DATA SHOWN:
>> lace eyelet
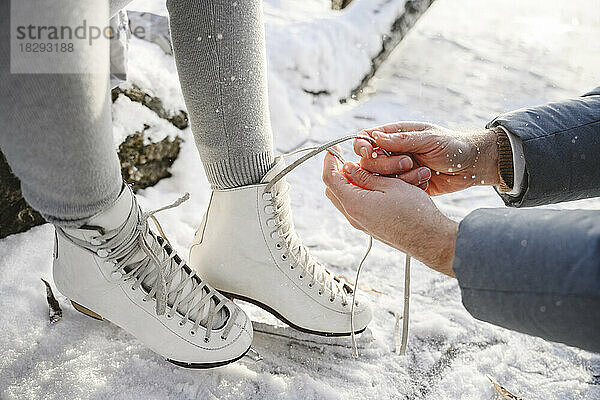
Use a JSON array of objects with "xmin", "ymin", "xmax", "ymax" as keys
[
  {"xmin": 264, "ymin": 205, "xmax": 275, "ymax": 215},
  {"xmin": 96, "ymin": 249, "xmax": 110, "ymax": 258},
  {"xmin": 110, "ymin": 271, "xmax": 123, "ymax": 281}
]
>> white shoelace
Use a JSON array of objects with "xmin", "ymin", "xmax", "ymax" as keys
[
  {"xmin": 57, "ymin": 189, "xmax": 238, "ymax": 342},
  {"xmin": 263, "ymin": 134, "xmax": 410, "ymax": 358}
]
* * *
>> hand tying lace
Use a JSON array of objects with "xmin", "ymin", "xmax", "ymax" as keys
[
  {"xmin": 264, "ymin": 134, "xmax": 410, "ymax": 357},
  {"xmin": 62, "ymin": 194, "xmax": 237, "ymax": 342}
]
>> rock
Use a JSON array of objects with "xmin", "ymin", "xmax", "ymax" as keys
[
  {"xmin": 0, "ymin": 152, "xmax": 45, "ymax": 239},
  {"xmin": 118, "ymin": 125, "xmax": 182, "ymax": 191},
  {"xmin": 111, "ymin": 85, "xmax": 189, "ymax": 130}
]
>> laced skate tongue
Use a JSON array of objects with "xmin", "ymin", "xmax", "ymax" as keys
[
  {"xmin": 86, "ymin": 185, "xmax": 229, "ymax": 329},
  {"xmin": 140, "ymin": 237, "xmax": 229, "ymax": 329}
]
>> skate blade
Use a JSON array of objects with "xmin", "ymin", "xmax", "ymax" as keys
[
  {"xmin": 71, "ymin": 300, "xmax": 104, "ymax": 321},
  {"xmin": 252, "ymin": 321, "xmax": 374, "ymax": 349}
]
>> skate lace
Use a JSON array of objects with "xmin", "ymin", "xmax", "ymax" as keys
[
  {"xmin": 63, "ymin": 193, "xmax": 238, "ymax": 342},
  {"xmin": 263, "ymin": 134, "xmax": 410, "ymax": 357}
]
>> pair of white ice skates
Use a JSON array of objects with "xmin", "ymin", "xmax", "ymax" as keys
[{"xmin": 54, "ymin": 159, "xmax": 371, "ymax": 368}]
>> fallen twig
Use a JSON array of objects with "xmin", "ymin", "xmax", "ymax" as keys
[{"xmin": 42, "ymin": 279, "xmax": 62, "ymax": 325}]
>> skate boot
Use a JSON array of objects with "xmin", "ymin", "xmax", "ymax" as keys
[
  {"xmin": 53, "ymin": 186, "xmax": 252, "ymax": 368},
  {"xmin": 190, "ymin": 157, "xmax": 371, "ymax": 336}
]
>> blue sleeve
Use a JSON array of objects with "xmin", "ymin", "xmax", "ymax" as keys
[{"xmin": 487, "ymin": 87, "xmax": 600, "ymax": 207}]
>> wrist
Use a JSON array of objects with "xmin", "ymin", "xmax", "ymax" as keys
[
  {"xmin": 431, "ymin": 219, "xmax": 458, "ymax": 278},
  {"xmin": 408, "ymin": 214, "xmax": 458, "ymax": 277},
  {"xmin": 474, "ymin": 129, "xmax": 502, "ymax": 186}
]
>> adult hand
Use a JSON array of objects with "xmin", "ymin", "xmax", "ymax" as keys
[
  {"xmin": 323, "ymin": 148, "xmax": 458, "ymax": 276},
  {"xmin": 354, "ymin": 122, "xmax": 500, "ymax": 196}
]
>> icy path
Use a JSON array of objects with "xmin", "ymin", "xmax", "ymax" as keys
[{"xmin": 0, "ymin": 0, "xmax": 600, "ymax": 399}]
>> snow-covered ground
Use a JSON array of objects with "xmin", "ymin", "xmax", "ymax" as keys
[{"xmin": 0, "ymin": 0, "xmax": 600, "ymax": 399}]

TO DO:
How many lines in the material above contain the string "white"? Reply with the number alone.

SOLUTION TO THE EXERCISE:
2